Exercise aim: Set out the listing below as a Markdown table with the columns "No." and "Entry", one numbered row per line and blank lines omitted. Include only the lines from the one containing "Objective — one point per instance of the blue water" up to and including the one containing "Target: blue water".

Listing:
* BEGIN *

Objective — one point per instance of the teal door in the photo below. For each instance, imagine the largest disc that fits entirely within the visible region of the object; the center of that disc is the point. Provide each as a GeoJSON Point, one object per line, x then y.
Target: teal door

* END *
* BEGIN *

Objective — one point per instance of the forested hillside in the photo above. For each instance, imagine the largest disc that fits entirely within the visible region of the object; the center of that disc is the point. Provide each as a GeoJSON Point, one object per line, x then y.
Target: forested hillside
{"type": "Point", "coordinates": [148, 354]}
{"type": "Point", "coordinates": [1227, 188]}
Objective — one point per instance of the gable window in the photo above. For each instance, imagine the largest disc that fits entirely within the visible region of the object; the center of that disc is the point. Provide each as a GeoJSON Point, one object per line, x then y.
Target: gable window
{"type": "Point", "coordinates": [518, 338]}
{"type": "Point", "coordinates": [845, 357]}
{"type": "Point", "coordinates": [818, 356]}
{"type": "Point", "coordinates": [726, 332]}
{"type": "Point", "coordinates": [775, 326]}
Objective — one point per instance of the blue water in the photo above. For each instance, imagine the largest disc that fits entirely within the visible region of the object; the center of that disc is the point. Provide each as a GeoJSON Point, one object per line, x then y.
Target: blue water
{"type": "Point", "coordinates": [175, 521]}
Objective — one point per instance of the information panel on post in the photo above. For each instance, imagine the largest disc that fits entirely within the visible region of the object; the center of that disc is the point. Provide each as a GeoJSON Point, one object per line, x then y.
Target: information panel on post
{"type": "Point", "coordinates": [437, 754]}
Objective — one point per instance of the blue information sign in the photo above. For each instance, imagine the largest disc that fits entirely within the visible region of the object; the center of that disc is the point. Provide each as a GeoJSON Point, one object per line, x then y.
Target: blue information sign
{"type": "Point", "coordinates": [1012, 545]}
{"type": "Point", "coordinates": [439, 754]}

* END *

Completed task:
| No. | Entry |
|---|---|
| 1 | Objective — one point per instance of the blue water in the photo above. For each instance, imagine the largest disc that fits entirely within the visible region of the object; the center of that disc is the point. Provide each as a GeoJSON Point, one object per line, x then y. |
| 2 | Target: blue water |